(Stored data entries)

----------------

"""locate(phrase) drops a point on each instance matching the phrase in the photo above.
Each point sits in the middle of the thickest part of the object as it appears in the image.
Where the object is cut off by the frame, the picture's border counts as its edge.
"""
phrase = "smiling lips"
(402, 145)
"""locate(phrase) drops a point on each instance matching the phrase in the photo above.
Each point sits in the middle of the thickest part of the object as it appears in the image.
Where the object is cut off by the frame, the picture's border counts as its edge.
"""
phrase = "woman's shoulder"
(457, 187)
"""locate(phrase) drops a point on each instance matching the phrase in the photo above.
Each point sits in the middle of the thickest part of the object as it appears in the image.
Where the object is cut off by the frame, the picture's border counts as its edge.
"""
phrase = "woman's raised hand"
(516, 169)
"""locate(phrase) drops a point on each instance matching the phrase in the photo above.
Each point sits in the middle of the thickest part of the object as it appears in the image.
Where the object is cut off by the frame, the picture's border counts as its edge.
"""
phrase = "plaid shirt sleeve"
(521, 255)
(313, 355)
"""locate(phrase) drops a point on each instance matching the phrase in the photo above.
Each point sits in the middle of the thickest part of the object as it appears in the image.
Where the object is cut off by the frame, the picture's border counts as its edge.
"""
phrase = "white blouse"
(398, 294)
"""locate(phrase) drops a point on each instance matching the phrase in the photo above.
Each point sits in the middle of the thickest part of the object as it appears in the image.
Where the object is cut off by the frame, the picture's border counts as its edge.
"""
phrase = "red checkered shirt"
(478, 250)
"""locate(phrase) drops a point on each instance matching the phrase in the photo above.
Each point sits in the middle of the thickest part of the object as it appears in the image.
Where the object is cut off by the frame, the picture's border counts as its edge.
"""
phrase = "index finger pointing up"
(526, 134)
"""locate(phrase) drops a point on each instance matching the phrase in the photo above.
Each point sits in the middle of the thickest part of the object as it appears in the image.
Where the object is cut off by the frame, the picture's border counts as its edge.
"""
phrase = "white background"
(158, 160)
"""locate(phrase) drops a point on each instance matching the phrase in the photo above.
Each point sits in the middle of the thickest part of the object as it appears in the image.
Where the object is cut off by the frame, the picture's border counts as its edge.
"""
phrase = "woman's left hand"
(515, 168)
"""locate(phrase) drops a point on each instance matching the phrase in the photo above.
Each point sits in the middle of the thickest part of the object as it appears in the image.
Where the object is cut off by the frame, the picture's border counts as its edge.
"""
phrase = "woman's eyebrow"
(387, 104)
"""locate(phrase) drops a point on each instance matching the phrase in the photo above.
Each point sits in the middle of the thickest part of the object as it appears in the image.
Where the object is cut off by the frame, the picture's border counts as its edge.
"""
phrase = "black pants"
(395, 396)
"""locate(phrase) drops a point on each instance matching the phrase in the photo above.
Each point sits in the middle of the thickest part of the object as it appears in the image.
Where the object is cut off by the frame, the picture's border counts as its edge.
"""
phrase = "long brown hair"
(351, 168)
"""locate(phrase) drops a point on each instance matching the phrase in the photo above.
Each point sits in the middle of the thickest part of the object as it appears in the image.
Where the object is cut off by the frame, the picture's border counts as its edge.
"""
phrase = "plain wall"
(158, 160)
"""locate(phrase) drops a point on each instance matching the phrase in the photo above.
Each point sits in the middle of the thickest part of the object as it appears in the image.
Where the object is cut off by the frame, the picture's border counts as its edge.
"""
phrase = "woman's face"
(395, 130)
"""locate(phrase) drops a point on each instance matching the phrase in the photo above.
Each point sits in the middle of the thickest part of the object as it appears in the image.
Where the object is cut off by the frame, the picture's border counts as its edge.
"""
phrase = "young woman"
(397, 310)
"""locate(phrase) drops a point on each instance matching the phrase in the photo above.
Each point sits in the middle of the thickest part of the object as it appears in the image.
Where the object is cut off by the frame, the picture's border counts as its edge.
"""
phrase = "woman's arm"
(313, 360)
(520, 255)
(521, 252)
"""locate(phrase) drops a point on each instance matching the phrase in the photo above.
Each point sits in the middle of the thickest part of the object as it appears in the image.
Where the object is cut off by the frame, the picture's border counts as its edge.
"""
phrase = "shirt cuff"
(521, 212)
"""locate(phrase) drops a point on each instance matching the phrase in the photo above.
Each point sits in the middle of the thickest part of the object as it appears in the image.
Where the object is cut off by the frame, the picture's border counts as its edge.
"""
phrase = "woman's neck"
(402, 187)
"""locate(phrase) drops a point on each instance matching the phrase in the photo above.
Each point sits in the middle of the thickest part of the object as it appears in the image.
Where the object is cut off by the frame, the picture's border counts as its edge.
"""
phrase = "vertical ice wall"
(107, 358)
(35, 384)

----------------

Task instructions
Every entry must be quoted exactly as it appears above.

Answer box
"""locate(phrase) drops a point on each instance matching the phrase in the photo above.
Each point sits in the middle of the thickest part of the object as it appears in the image.
Where the object is cut off by the frame, the picture's border counts as its edge.
"""
phrase = "smiling lips"
(402, 145)
"""locate(phrase) drops a point on each instance matching the phrase in the photo above.
Each point sits in the middle of the thickest part of the object as it appears in the image.
Where the object is cut off by the frame, the picture's border counts as its edge.
"""
phrase = "woman's shoulder"
(457, 187)
"""locate(phrase) drops a point on each instance matching the phrase in the photo above.
Each point sits in the middle of the thickest part of the object as it appears in the image.
Where the object is cut off by the frame, the picture's border counts as its edge.
"""
phrase = "woman's raised hand"
(516, 169)
"""locate(phrase) drops a point on each instance matching the phrase in the photo above.
Each point sits in the middle of the thickest part of the object as it appears in the image.
Where the object is cut off by the frame, the picture's border counts as its edge.
"""
phrase = "plaid shirt sleeve"
(521, 255)
(313, 355)
"""locate(phrase) drops a point on each instance matching the phrase in the photo above.
Each point sits in the middle of the thickest part of the object as it appears in the image.
Where the object is cut off by the frame, the picture's border counts as its edge.
"""
phrase = "white blouse"
(398, 294)
"""locate(phrase) drops a point on each instance matching the phrase in the photo above.
Each point sits in the middle of the thickest part of the object as it appears in the image.
Where the object is cut off by the frame, the picture's border counts as its edge.
"""
phrase = "red checkered shirt"
(478, 250)
"""locate(phrase) drops a point on each instance matching the phrase in the photo above.
Each point sits in the middle of the thickest part of the object as it appears in the image.
Where the object is cut off by the frame, the picture's border counts as its edge.
"""
phrase = "index finger pointing up"
(526, 134)
"""locate(phrase) drops a point on each instance matching the phrase in the photo above.
Each point sits in the middle of the thickest part of the object as it appears in the image.
Where the object is cut off by the frame, the picture's border counts as its edge.
"""
phrase = "white background"
(158, 160)
"""locate(phrase) drops a point on each instance matching the phrase in the photo above.
Each point sits in the middle of the thickest part of the object as it appears in the image.
Where the object is cut off by the frame, the picture's border counts as its edge.
"""
phrase = "woman's left hand"
(515, 168)
"""locate(phrase) drops a point on each instance matching the phrase in the photo above.
Each point sits in the middle of the thickest part of the object as it appears in the image.
Where the object is cut off by the frame, the picture's border counts as its edge.
"""
phrase = "woman's eyebrow"
(387, 104)
"""locate(phrase) drops a point on each instance matching the phrase in the photo above.
Each point sits in the middle of the thickest part of the object as it appears in the image.
Where the object is cut off by the frame, the picture's border counts as its edge.
"""
phrase = "black pants"
(395, 396)
"""locate(phrase) drops a point on each instance matching the phrase in the photo above.
Each point sits in the middle of the thickest part of the object as it appears in the image.
Where the object is cut off by the frame, the picture's border counts as its edge.
"""
phrase = "long brown hair"
(351, 168)
"""locate(phrase) drops a point on each instance matching the phrase in the photo above.
Each point sits in the middle of the thickest part of the object as it appears in the image.
Where the object is cut off by the frame, the picture's border counts as its edge.
"""
phrase = "plain wall"
(158, 160)
"""locate(phrase) drops a point on each instance matching the phrase in the photo above.
Each point sits in the middle of the thickest part of the object as it appears in the image.
Where the object is cut off by the frame, the picture's border counts as its edge.
"""
phrase = "woman's face"
(395, 130)
"""locate(phrase) drops a point on each instance matching the phrase in the photo above.
Each point sits in the middle of the thickest part of the object as it appears in the image.
Where the object is cut off by the frame, the picture's border counts as its edge.
"""
phrase = "young woman"
(397, 310)
"""locate(phrase) drops a point on each instance matching the phrase in the photo above.
Each point sits in the middle of the thickest part of the object as it appears in the image.
Where the object is cut off by the frame, the picture's border counts as its edge.
"""
phrase = "woman's arm"
(313, 360)
(520, 255)
(521, 252)
"""locate(phrase) drops a point on each instance matching the phrase in the photo above.
Each point sits in the middle of the thickest part of the object as it appears in the image.
Where the object is cut off by the frame, the picture's border counts as its edge.
"""
phrase = "shirt cuff"
(521, 212)
"""locate(phrase) drops a point on each instance matching the phrase in the photo above.
Each point sits in the middle of the thickest part of the object as it appears in the image.
Where the object is cut off by the frame, the picture's border counts as its edge.
"""
phrase = "woman's neck"
(402, 187)
"""locate(phrase) drops a point on each instance matching the phrase in the photo above.
Each point sits in the middle of the thickest part of the object as it appears in the image.
Where the object is cut off by the frame, the picture's border counts as its edge.
"""
phrase = "vertical ice wall"
(107, 358)
(35, 384)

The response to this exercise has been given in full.